YOUR GOAL: Every record must be repeated exactly; omit any pictures they contain.

Point placement records:
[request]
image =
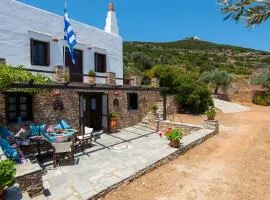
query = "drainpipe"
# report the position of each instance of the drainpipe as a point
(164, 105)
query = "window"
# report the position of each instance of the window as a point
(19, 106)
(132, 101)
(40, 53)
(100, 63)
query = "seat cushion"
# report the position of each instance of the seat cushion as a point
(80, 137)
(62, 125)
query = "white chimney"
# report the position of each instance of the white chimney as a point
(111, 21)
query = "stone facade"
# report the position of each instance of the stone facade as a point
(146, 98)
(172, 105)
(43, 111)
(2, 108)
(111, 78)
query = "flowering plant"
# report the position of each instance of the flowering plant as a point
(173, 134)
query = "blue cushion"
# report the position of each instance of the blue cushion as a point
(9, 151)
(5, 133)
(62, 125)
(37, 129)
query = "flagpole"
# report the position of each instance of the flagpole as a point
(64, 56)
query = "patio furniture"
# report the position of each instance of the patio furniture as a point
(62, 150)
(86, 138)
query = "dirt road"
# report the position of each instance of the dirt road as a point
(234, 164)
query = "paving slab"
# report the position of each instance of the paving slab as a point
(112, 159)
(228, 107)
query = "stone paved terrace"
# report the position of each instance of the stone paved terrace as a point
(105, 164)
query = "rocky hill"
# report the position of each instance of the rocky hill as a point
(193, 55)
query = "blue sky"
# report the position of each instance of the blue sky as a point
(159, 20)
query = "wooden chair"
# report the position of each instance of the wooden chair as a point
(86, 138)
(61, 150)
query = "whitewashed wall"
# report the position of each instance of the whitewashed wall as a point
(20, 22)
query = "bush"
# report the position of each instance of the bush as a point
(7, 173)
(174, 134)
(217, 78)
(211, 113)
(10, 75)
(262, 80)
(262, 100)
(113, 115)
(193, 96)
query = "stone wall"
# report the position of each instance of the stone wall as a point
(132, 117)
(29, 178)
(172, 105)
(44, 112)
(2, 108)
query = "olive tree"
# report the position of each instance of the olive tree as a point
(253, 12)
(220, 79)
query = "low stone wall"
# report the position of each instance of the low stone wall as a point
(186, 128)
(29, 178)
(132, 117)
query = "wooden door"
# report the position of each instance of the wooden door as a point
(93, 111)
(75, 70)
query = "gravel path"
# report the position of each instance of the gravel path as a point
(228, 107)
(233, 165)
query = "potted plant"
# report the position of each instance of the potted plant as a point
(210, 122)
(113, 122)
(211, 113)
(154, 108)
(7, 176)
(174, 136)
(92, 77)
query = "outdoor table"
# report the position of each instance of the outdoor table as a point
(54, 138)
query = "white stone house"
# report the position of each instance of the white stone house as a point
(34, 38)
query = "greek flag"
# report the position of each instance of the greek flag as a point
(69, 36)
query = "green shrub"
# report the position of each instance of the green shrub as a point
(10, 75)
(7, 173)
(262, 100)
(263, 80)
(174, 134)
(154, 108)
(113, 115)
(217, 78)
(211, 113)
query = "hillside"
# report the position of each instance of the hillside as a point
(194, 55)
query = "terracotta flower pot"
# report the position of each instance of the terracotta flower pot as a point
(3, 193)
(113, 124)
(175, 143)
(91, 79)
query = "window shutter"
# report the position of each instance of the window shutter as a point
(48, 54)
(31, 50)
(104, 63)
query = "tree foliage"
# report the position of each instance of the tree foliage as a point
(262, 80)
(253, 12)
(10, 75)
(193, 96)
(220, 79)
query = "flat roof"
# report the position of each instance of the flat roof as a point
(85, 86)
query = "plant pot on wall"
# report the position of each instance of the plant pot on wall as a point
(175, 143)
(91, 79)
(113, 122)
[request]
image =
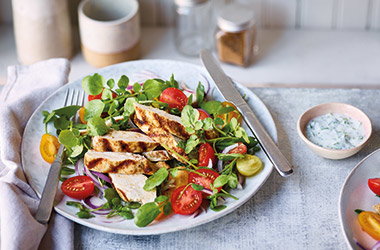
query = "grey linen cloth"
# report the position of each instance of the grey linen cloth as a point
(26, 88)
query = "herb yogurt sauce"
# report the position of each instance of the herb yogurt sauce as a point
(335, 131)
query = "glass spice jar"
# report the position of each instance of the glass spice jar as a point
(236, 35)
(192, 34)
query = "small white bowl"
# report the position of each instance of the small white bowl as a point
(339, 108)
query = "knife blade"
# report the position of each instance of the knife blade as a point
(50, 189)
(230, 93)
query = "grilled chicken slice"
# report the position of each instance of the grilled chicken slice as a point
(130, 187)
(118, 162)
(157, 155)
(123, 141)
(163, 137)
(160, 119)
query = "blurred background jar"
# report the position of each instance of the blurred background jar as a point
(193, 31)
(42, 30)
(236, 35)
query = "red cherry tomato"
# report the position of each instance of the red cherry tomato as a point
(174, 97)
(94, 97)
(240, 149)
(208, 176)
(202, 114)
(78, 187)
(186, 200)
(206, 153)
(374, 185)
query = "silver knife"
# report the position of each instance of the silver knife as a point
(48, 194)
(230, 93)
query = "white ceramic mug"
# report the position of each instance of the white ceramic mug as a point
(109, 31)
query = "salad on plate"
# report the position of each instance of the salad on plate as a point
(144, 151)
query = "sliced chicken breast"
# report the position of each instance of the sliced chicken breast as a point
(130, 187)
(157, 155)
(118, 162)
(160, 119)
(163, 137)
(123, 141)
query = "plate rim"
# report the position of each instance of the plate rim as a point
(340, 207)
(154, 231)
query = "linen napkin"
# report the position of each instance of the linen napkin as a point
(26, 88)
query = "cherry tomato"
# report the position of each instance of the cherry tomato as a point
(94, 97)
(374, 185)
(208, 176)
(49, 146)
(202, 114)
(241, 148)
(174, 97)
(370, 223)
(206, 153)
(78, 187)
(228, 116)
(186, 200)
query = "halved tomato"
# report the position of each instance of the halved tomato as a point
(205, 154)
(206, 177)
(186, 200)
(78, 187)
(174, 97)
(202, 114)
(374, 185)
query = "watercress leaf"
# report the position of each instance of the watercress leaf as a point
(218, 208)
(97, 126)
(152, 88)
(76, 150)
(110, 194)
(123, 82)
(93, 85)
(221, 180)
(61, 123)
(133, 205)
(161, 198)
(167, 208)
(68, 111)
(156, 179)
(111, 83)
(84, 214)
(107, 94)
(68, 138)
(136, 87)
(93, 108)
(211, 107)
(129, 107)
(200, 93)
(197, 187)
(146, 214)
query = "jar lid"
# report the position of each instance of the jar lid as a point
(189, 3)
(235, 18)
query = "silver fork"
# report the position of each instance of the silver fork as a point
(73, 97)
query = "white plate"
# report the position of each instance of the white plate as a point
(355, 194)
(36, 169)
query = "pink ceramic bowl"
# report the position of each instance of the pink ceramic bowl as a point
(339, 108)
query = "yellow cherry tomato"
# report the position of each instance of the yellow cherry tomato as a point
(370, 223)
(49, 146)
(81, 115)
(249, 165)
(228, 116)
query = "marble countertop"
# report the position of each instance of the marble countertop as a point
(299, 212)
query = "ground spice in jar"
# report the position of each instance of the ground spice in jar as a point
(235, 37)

TASK RESPONSE:
[request]
image =
query = "drainpipe"
# report the position of each instance of the drainpipe as a point
(164, 105)
query = "window"
# report the position of each instance of the window as a point
(19, 106)
(132, 101)
(40, 53)
(100, 63)
query = "seat cushion"
# report the position of each instance of the seat cushion as a point
(80, 137)
(62, 125)
query = "white chimney"
# report the position of each instance of the white chimney as a point
(111, 21)
query = "stone facade"
# report the position of each instance of the stone facade as a point
(146, 98)
(172, 105)
(43, 111)
(2, 108)
(111, 78)
query = "flowering plant"
# report the position of each instance of the flowering plant as a point
(173, 134)
query = "blue cushion"
# report the position of each instance of the blue cushion as a point
(9, 151)
(5, 133)
(62, 125)
(37, 129)
query = "flagpole"
# report the position of each instance of the flagpole as a point
(64, 56)
query = "patio furniture"
# report the position of each instance of the patio furniture as a point
(62, 150)
(86, 138)
query = "dirt road"
# report the position of each instance of the dirt road as a point
(234, 164)
query = "paving slab"
# report the position of each instance of the paving slab as a point
(112, 159)
(228, 107)
query = "stone paved terrace"
# report the position of each instance of the stone paved terrace as a point
(105, 164)
query = "rocky hill"
# report the position of each instance of the rocky hill as a point
(193, 55)
query = "blue sky"
# report the position of each instance of the blue sky as a point
(159, 20)
query = "wooden chair"
# report the position of each instance of the wooden chair as a point
(86, 138)
(61, 150)
query = "whitewashed wall"
# report the position of each instance of the whitewashed wall as a point
(20, 22)
query = "bush"
# report the position of each instance of the bush as a point
(7, 173)
(174, 134)
(217, 78)
(211, 113)
(10, 75)
(262, 80)
(262, 100)
(113, 115)
(193, 96)
query = "stone wall"
# report the position of each instance of the stone wall as a point
(132, 117)
(29, 178)
(172, 105)
(44, 112)
(2, 108)
query = "olive tree"
# report the position of each instance of the olive tree as a point
(253, 12)
(220, 79)
query = "low stone wall"
# report the position of each instance of the low stone wall as a point
(186, 128)
(29, 178)
(132, 117)
query = "wooden door"
# report the position of each instance of the wooden door as a point
(93, 111)
(75, 70)
query = "gravel path"
# report the position of each instance of the gravel path as a point
(228, 107)
(233, 165)
query = "potted plant"
# report the position of each instance of the potted plant as a point
(210, 122)
(113, 122)
(211, 113)
(154, 108)
(7, 176)
(174, 136)
(92, 77)
query = "outdoor table"
# report the position of each instance of the outdoor table as a point
(54, 138)
query = "white stone house"
# report the position of each instance of the white stone house as a point
(34, 38)
query = "greek flag"
# report the position of each instance of the greek flag as a point
(69, 36)
query = "green shrub"
# report the position of each instance of the green shrub as a point
(10, 75)
(7, 173)
(262, 100)
(263, 80)
(174, 134)
(154, 108)
(113, 115)
(217, 78)
(211, 113)
query = "hillside"
# report the position of each instance of the hillside as a point
(194, 55)
query = "terracotta flower pot"
# report the position of each instance of the terracotta flower pot as a point
(3, 193)
(113, 124)
(175, 143)
(91, 79)
query = "window shutter"
# report the position of each instance of the window shutter as a point
(48, 54)
(31, 50)
(104, 63)
query = "tree foliage"
# report the position of each instance of the tree foliage as a point
(262, 80)
(253, 12)
(10, 75)
(193, 96)
(220, 79)
query = "flat roof"
# report the position of each instance of the flat roof as a point
(85, 86)
query = "plant pot on wall"
# report the position of each instance of the plant pot on wall as a point
(175, 143)
(91, 79)
(113, 122)
[request]
image =
query = "grey linen cloth"
# report the position of each instance of the grey linen cloth as a point
(26, 88)
query = "herb yogurt sauce"
# report the position of each instance of the herb yogurt sauce as a point
(335, 131)
query = "glass spice jar"
# report the position of each instance of the glass spice jar as a point
(236, 35)
(192, 34)
query = "small white bowl"
# report the position of each instance of the small white bowl as a point
(339, 108)
query = "knife blade"
# report the position of each instance of the knife blade as a point
(50, 189)
(230, 93)
query = "grilled chicken slice"
# report the position of each instance of the grilled chicken slice as a point
(130, 187)
(118, 162)
(157, 155)
(123, 141)
(163, 137)
(160, 119)
query = "blurred background jar"
# report the position of each instance of the blurred background jar as a point
(193, 31)
(42, 30)
(236, 35)
query = "red cherry tomato"
# report the position of each instance of the red cherry tomato as a point
(174, 97)
(94, 97)
(240, 149)
(208, 176)
(202, 114)
(78, 187)
(186, 200)
(206, 153)
(374, 185)
query = "silver knife"
# report the position of each instance of the silver knife as a point
(48, 194)
(230, 93)
query = "white ceramic mug"
# report the position of each instance of the white ceramic mug as a point
(109, 31)
query = "salad on plate"
# report the position of each instance of the salad on plate as a point
(144, 151)
query = "sliced chicken breast"
# report the position of each instance of the sliced chicken breast as a point
(130, 187)
(157, 155)
(118, 162)
(160, 119)
(163, 137)
(123, 141)
query = "plate rim"
# report the position of each instance of the plate rim as a point
(340, 207)
(154, 231)
query = "linen napkin"
# report the position of each instance of the linen napkin as a point
(26, 88)
query = "cherry tomato"
# report the position of each instance of the cherry tomato as a point
(94, 97)
(374, 185)
(208, 176)
(49, 146)
(202, 114)
(241, 148)
(174, 97)
(370, 223)
(206, 153)
(78, 187)
(228, 116)
(186, 200)
query = "halved tomato"
# report the position of each instance of the halved tomato as a point
(205, 154)
(206, 177)
(186, 200)
(78, 187)
(174, 97)
(202, 114)
(374, 185)
query = "watercress leaf"
# report the position of each instance of the watercress leaf as a point
(218, 208)
(97, 126)
(152, 88)
(76, 150)
(110, 194)
(123, 82)
(93, 85)
(221, 180)
(61, 123)
(133, 205)
(161, 198)
(167, 208)
(68, 111)
(156, 179)
(111, 83)
(84, 214)
(107, 94)
(68, 138)
(136, 87)
(93, 108)
(211, 107)
(129, 107)
(200, 93)
(197, 187)
(146, 214)
query = "jar lid"
# report the position of each instance of the jar lid as a point
(189, 3)
(235, 18)
query = "silver fork"
# report the position of each instance of the silver fork as a point
(73, 97)
query = "white plate"
# report the position of each instance of the white plate as a point
(355, 194)
(36, 169)
query = "pink ceramic bowl"
# report the position of each instance of the pink ceramic bowl as a point
(339, 108)
query = "yellow cherry tomato"
# report the position of each instance of the yellow cherry tomato as a point
(370, 223)
(49, 146)
(81, 115)
(249, 165)
(228, 116)
query = "marble countertop"
# report the position of each instance of the marble countertop as a point
(299, 212)
query = "ground spice in jar"
# report the position of each instance of the ground spice in jar as a point
(235, 37)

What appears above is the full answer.